▶ _WORK TO BE COMPLETED_: From the 2013–14 National T20 Cup article below, list every team that took part in the tournament for the first time.

▶ _EXTRACTED TEXT_:

+++

2013–14 National T20 Cup
- Dates: 6 – 16 February 2014
- Administrator: Pakistan Cricket Board
- Cricket format: Twenty20
- Tournament format(s): Round Robin and Knockout Stage
- Host(s): Rawalpindi, Islamabad
- Champions: Lahore Lions (3rd title)
- Participants: 17
- Matches: 35
- Most runs: Younis Khan (201)
- Most wickets: Aizaz Cheema (11)

= 2013–14 National T20 Cup =

Cricket tournament

The 2013–14 Faysal Bank T20 Cup was the tenth season of the Faysal Bank T20 Cup in Pakistan, sponsored by Faysal Bank. The tournament was held from 6 to 16 February 2014 at Rawalpindi Cricket Stadium, Rawalpindi; Diamond Ground, Islamabad; Marghazar Ground, Islamabad and National Ground, Islamabad. A total of 17 teams were divided into four groups, the most teams in the tournament's history. The highlight of this tournament was the inclusion for the first time of three new teams: FATA Cheetahs, Dera Murad Jamali Ibexes and Larkana Bulls. Broadcasting rights were given to PTV Sports which aired all of the matches live.

==Venue==
The twin cities of Rawalpindi and Islamabad were chosen as host cities for this tournament and four stadiums were picked to host the matches. Theses were Rawalpindi Cricket Stadium in Rawalpindi and the Diamond Cricket Ground, National Cricket Ground and Marghzar Cricket Ground in Islamabad. 14 matches were held in Islamabad while 20 matches, all of the knockout stage matches, were held in Rawalpindi.

Islamabad
| Diamond Cricket Ground | National Cricket Ground | Marghzar Cricket Ground |
| Matches: 5 | Matches: 4 | Matches: 5 |
Rawalpindi
Pindi Stadium
Matches: 20

==Team Sponsors==
The Faysal Bank T20 Cup 2014 Team Sponsors Press Conference, held in Islamabad on 5 February 2014, announced brand new logos of the teams as well as new sponsors.

+++

▶ _SUPPLIED MATERIAL_:
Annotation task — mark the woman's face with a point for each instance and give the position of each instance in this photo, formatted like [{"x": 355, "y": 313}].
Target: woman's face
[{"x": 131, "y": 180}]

+++

▶ _RESULT BELOW_: FATA Cheetahs, Dera Murad Jamali Ibexes, Larkana Bulls